++++ SUPPLIED TEXT ++++
# smallest prime number made of consecutive numbers as its digits in decimal representation

i have been curious about prime numbers lately and have been wondering what is the smallest prime number that is made of consecutive numbers as its digits.

example of number for further clarification: 1234567891011121314151617.........

i have checked till sequence till '16' number by bruteforce. currently facing problem for '17' numbers sequence. i just wanted to know if there exits a number in such above pattern that is actually a prime?? is it ever calculated by someone before. or is there any property/theorem that describes such numbers cannot be prime.

more clarification regd sequence

1
12
123
1234
.
.
123456789
12345678910
1234567891011 . .

Edit: I have written a python script with gmpy2 library to check for primes (based on answer). i have checked till 2000 but the program cannot find any. not sure if the program is working or not for very large numbers.

#code to print primes
import gmpy2

digit = 1
number = 1
count=2000
while count:
# print(count)
if gmpy2.is_prime(number):
print(number)
print("isprime")
++++ GIVEN ENTRIES ++++
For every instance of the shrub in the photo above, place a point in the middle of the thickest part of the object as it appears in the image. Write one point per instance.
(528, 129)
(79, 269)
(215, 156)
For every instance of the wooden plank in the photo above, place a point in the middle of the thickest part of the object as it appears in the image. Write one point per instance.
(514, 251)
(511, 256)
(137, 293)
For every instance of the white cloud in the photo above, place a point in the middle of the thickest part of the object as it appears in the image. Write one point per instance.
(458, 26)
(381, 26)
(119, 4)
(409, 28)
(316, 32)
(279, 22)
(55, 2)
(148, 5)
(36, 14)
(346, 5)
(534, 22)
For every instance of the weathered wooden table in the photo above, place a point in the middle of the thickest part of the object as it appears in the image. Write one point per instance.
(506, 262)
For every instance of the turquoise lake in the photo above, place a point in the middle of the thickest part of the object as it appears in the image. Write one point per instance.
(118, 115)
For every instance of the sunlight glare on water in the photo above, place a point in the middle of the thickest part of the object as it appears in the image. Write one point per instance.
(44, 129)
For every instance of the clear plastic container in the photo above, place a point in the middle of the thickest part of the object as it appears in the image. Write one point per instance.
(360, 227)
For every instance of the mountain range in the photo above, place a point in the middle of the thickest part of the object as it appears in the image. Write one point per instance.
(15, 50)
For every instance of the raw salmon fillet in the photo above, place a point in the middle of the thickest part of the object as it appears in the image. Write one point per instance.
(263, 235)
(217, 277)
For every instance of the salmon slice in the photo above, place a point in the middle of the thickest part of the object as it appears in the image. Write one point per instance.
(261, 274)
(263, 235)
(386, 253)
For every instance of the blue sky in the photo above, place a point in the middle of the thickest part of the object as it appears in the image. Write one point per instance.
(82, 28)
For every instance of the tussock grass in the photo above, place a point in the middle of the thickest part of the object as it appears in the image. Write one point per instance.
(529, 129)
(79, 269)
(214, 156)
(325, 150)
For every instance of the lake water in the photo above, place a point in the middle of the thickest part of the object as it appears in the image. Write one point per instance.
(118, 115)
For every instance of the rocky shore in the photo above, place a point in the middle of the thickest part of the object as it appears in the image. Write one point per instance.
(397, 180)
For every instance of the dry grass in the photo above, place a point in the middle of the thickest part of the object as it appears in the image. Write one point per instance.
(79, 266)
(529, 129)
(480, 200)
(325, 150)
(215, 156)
++++
**REQUIRED TASK 1**
Which lines in the entries contain the string "grass"? Filter them out and copy each one.
**REQUIRED TASK 2**
Can you carry the forum post about the smallest prime built from consecutive numbers further, picking up right after its last line?
The forum post and the entries have no connection to each other.

**TASK RESPONSE 1**
For every instance of the tussock grass in the photo above, place a point in the middle of the thickest part of the object as it appears in the image. Write one point per instance.
For every instance of the dry grass in the photo above, place a point in the middle of the thickest part of the object as it appears in the image. Write one point per instance.

**TASK RESPONSE 2**
break
count=count-1
digit=digit+1
temp=digit
while temp!= 0:
temp //= 10
number=number*10
number=number+digit


• You have taken into account my remarks that I erase now that your text is well improved. Sep 11, 2021 at 21:37
• mathworld.wolfram.com/SmarandachePrime.html Sep 11, 2021 at 23:37
• @nickgard Good catch ! Sep 12, 2021 at 10:10

Let $$N(n)$$ be some positive integer whose digits are the consecutive positive integers up to $$n$$.

Claim

$$N(n)$$ is composite for $$n\neq 6k+1$$ $$k\in \mathbb N$$

Proof

$$N(2k)$$ is divisible by $$2$$ because its last digit is even.

For $$N(3k)$$ is easy to verify that the sum of its digits is divisible by $$3$$, which implies that $$N(3k)$$ is divisible by $$3$$ (divisibility criteria). This in turn implies that the sum of digits of $$N(3k-1)$$ is also divisible by $$3$$ (otherwise, adding as digits the number $$3k$$ would result in a number $$N(3k)$$ not divisible by $$3$$).

Therefore, $$N(n)$$ is composite for $$n\neq 6k+1$$ $$k\in \mathbb N$$

• Could you explain more completely why $N(3k-1)$ has to be divisible by $3$ ? Sep 14, 2021 at 5:29
• $N(3k-1)$ is equal to $N(3k)$, whose sum of digits is divisible by $3$, less the digits of $3k$, whose sum of digits is divisible by $3$; thus, it follows that the sum of digits of $N(3k-1)$ is divisible by $3$, and thus $N(3k-1)$ is divisible by $3$. Sep 14, 2021 at 10:18
• That's clear, Juan-- Thanks and +1. Sep 14, 2021 at 10:23
• You are welcome! ;-) Sep 14, 2021 at 19:24

Unfortunately, no prime of the form $$1\_2\_...\_n$$ has been found yet. Furthermore, it has been conjectured that such a prime could not exist at all, since every candidate up to $$1\_2\_...\_1000000$$ has been already checked (Batalov, 2018). For details, see https://mathworld.wolfram.com/SmarandachePrime.html and also the YouTube video https://www.youtube.com/watch?v=vKlVNFOHJ9I.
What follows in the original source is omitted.